──────── EXTRACT TO READ

Realmode bhyve
I have been poking around bhyve, seeing what is up and I came across this article about writing a Linux kvm driver from scratch . In the article is an example of minimal program to run as a first test in the kvm driver:
; Output to port 0x3f8
mov dx, 0x3f8
; Store the address of the message in bx, so we can increment it
mov bx, message
loop:
; Load a byte from `bx` into the `al` register
mov al, [bx]
; Jump to the `hlt` instruction if we encountered the NUL terminator
cmp al, 0
je end
; Output to the serial port
out dx, al
; Increment `bx` by one byte to point to the next character
inc bx
jmp loop
end:
hlt
message:
db "Hello, KVM!", 0
That seems fun, a nice small example of getting some code running. I don't really want to write my own bhyve, I like the one we have, but it might be nice to try and get this running.
I assembled the example:
nasm -fbin nello.S nello
And looked around to see how to load a bios in bhyve. bhyve(8) has some
examples at the end, it looks like the
-l
flag can be used to set a bootrom
(bios) like so:
$ sudo bhyve -l bootrom,./nello nello
vm exit[0]
reason VMX
rip 0x000000000000fff0
inst_length 3
status 0
exit_reason 48 (EPT violation)
qualification 0x0000000000000784
inst_type 0
inst_error 0
Well that didn't work. I poked a bit in bhyve, but it wasn't clear what to do
about an EPT violation. The examples also mentioned using
/usr/local/share/uefi-firmware/BHYVE_UEFI_CODE.fd
, I opted for the CSM
version:
$ sudo bhyve -l bootrom,/usr/local/share/uefi-firmware/BHYVE_UEFI_CSM.fd hello
I had a poke around the CSM bootrom and while it is always fun to use hexdump, it really didn't help me understand what was wrong with my example assembly.
I tried with
BHYVE_UEFI_CSM.fd
and guess what I got:
vm exit[0]
reason VMX
rip 0x000000000000fff0
inst_length 3
status 0
exit_reason 48 (EPT violation)
qualification 0x0000000000000784
inst_type 0
inst_error 0
The same trap!
I think that means I need to figure out the minimal viable bhyve command that will run known good bootrom before I try running that example. The last example in bhyve(8) is:
Run a UEFI virtual machine with a VARS file to save EFI variables. Note
that bhyve will write guest modifications to the given VARS file. Be
sure to create a per-guest copy of the template VARS file from /usr.

────────────────
──────── GIVEN RECORDS

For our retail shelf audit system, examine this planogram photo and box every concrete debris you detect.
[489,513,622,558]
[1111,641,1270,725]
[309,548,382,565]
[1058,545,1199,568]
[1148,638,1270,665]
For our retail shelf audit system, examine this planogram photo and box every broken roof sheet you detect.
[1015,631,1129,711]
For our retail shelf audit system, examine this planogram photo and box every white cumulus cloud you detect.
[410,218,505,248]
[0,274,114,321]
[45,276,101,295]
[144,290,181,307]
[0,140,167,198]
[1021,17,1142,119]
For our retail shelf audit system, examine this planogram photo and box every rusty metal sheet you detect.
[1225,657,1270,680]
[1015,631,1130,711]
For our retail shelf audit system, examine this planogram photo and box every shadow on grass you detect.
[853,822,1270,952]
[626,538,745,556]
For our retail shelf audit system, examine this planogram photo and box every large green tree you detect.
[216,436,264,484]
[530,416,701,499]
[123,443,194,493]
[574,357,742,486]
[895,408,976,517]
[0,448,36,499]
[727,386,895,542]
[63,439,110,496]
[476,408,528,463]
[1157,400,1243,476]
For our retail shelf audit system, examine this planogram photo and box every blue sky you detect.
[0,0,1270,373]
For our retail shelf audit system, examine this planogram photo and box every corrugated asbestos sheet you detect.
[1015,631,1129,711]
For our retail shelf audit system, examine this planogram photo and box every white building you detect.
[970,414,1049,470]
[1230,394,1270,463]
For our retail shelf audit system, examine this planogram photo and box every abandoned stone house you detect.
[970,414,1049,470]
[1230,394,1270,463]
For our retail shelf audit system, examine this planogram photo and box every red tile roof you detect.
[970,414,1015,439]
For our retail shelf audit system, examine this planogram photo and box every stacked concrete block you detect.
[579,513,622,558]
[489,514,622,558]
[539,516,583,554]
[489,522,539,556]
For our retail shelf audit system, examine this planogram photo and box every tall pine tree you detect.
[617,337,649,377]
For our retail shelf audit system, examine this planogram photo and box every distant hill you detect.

────────────────

### WHAT IS ASKED
A – Summarize the write-up on realmode bhyve in two sentences.
B – Carry the write-up on realmode bhyve forward, starting right after its final sentence.

### RESPONSES BY TASK
A – After coming across an article about writing a Linux KVM driver from scratch, the writer assembled its minimal serial-port example with nasm and tried to load it as a bootrom in bhyve with the -l flag, but the run ended in an EPT violation. Trying the BHYVE_UEFI_CSM.fd bootrom produced the same trap, so the writer concluded that a minimal bhyve command running a known good bootrom had to be found before trying the example again.

B –
bhyve -c 2 -m 4g -w -H \
-s 0,hostbridge \
-s 31,lpc -l com1,stdio \
-l bootrom,/usr/local/share/uefi-firmware/BHYVE_UEFI_CODE.fd,BHYVE_UEFI_VARS.fd
uefivm
-w
waits for the debugger and
-H
emulates halt to save power, no need for
those. So I tried:
bhyve -s 0,hostbridge -s 31,lpc -l com1,stdio -l bootrom,/usr/local/share/uefi-firmware/BHYVE_UEFI_CSM.fd hello
And that worked:
Boot Failed. CDROM 0
Boot Failed. Harddisk 1
UEFI Interactive Shell v2.1
EDK II
UEFI v2.40 (BHYVE, 0x00010000)
Error. No mapping found
Press ESC in 1 seconds to skip startup.nsh or any other key to continue.
Now to try my bios:
$ sudo bhyve -s 31,lpc -l com1,stdio -l bootrom,./nello hello
bhyve: ROM size 65552 is not a multiple of the page size
Device emulation initialization error: No such file or directory
32 (the raw unpadded 16 bit program size) is also not a multiple of the page
size, I padded out the example using
TIMES 4096 - ($ - $$) db 0
from a
bootsector nasm example
This has not succeeded.
Fine, whatever, I will use gdb to look at what is going on. bhyve supports the -G flag to integrate with gdb. I added
-G wlocalhost:1234
to the bhyve command asking bhyve to wait for gdb to attach and continue listening on localhost port 1234.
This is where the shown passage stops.